> [Directions]: Search through the entries for the word "handle" and copy every line that has it.

> [The input]:
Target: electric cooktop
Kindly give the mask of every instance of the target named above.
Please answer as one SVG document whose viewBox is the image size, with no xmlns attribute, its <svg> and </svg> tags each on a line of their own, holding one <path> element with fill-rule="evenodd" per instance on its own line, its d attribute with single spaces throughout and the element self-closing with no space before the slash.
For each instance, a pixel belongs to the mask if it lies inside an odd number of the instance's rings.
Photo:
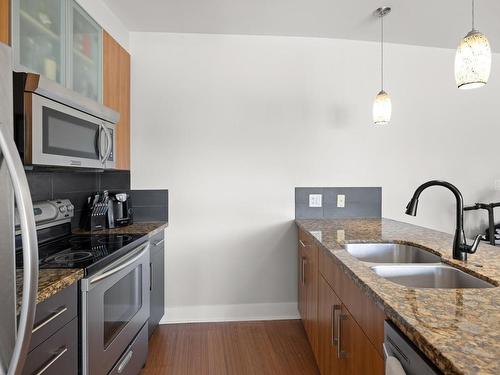
<svg viewBox="0 0 500 375">
<path fill-rule="evenodd" d="M 71 234 L 39 243 L 39 268 L 81 268 L 89 274 L 111 263 L 114 254 L 126 254 L 127 246 L 142 237 L 139 234 Z M 16 265 L 23 265 L 21 251 L 16 252 Z"/>
</svg>

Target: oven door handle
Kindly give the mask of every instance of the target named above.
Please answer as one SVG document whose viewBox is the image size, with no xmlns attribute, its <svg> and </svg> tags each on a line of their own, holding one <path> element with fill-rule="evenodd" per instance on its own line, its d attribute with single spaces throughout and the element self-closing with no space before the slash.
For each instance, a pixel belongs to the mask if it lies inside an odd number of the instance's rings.
<svg viewBox="0 0 500 375">
<path fill-rule="evenodd" d="M 117 265 L 116 267 L 110 269 L 109 271 L 106 271 L 106 272 L 104 272 L 104 273 L 102 273 L 100 275 L 97 275 L 97 276 L 89 279 L 89 284 L 92 285 L 92 284 L 95 284 L 95 283 L 97 283 L 99 281 L 107 279 L 108 277 L 113 276 L 114 274 L 120 272 L 124 268 L 127 268 L 128 266 L 130 266 L 130 265 L 134 264 L 135 262 L 137 262 L 137 260 L 139 258 L 141 258 L 148 251 L 149 251 L 149 243 L 146 243 L 145 245 L 142 246 L 142 250 L 139 250 L 139 254 L 137 254 L 133 258 L 130 258 L 130 259 L 126 260 L 123 263 L 120 263 L 119 265 Z"/>
</svg>

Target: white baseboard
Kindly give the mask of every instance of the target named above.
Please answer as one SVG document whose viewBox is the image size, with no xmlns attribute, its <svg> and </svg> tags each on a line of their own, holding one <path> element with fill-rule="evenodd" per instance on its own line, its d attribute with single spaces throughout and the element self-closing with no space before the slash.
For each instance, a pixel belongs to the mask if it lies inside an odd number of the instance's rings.
<svg viewBox="0 0 500 375">
<path fill-rule="evenodd" d="M 297 303 L 167 307 L 160 324 L 299 319 Z"/>
</svg>

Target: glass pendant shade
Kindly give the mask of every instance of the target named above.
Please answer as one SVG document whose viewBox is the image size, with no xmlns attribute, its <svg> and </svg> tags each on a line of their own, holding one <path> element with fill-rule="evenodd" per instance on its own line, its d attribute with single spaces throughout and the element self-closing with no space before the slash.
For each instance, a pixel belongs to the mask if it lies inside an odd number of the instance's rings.
<svg viewBox="0 0 500 375">
<path fill-rule="evenodd" d="M 391 97 L 382 90 L 377 94 L 373 102 L 373 123 L 375 125 L 387 125 L 391 121 L 391 114 Z"/>
<path fill-rule="evenodd" d="M 486 85 L 491 72 L 491 47 L 488 38 L 472 30 L 460 41 L 455 55 L 455 80 L 460 89 Z"/>
</svg>

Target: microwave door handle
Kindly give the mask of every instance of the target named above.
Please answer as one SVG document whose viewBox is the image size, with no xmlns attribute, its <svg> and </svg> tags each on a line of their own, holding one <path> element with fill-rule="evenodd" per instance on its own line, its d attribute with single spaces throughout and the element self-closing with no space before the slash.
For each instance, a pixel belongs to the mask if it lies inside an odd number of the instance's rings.
<svg viewBox="0 0 500 375">
<path fill-rule="evenodd" d="M 106 125 L 103 125 L 102 128 L 104 129 L 104 133 L 106 134 L 106 139 L 107 139 L 106 154 L 104 155 L 104 160 L 103 160 L 103 162 L 106 162 L 111 156 L 111 152 L 113 152 L 113 139 L 111 137 L 111 132 L 106 127 Z"/>
<path fill-rule="evenodd" d="M 99 152 L 99 163 L 104 163 L 105 162 L 105 153 L 102 152 L 102 133 L 105 132 L 104 126 L 102 124 L 99 124 L 99 137 L 97 139 L 97 150 Z"/>
<path fill-rule="evenodd" d="M 10 174 L 14 196 L 17 202 L 19 221 L 21 224 L 21 238 L 23 243 L 23 296 L 17 337 L 8 366 L 8 375 L 21 374 L 26 355 L 28 353 L 33 322 L 35 319 L 35 306 L 38 291 L 38 243 L 35 228 L 35 216 L 31 201 L 30 189 L 23 165 L 14 143 L 11 132 L 6 126 L 0 124 L 0 153 Z M 0 373 L 5 369 L 0 365 Z"/>
</svg>

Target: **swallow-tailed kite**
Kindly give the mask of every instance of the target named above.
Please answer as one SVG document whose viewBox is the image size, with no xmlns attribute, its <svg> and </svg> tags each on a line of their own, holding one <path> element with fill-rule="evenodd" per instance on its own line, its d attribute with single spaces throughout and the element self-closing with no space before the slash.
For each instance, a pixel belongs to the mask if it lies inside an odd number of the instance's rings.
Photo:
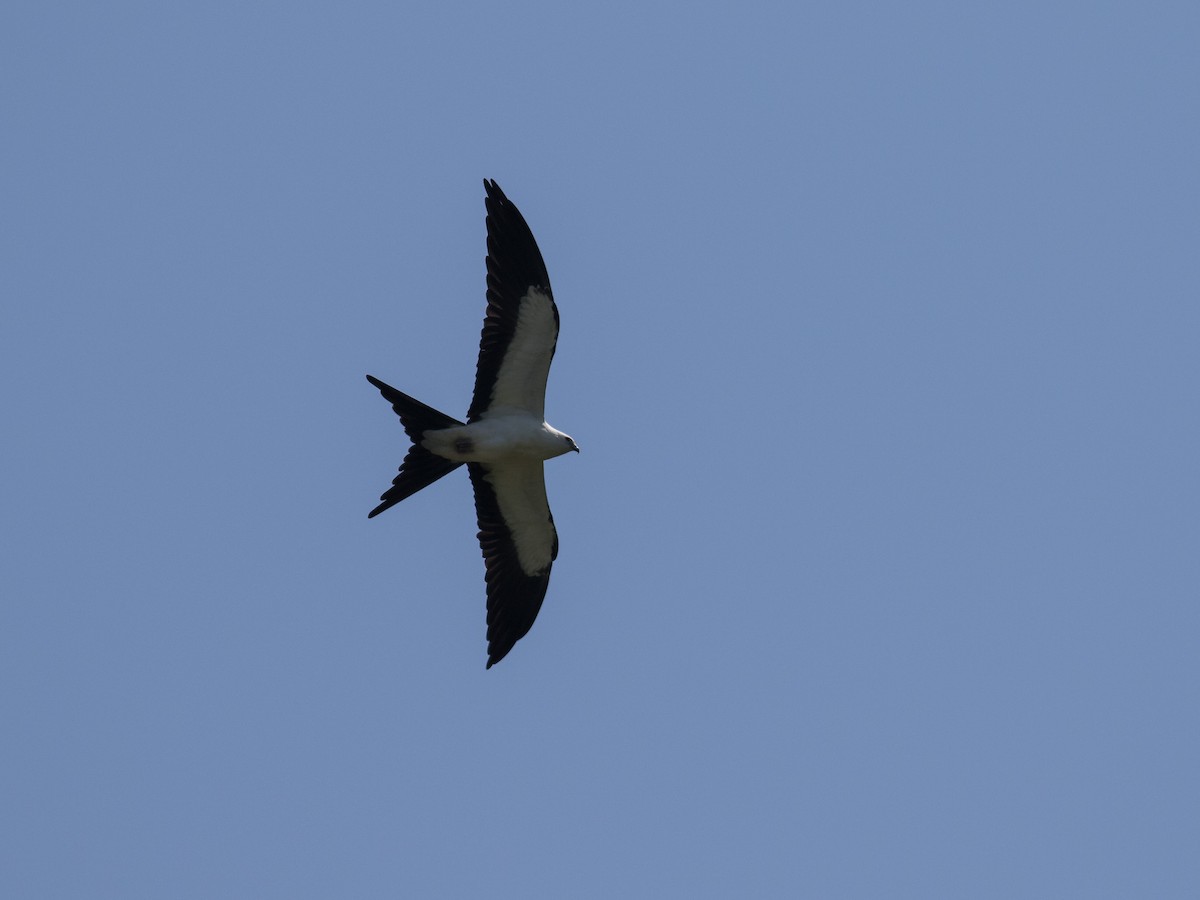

> [Result for this exercise]:
Target: oven door handle
Target: microwave door handle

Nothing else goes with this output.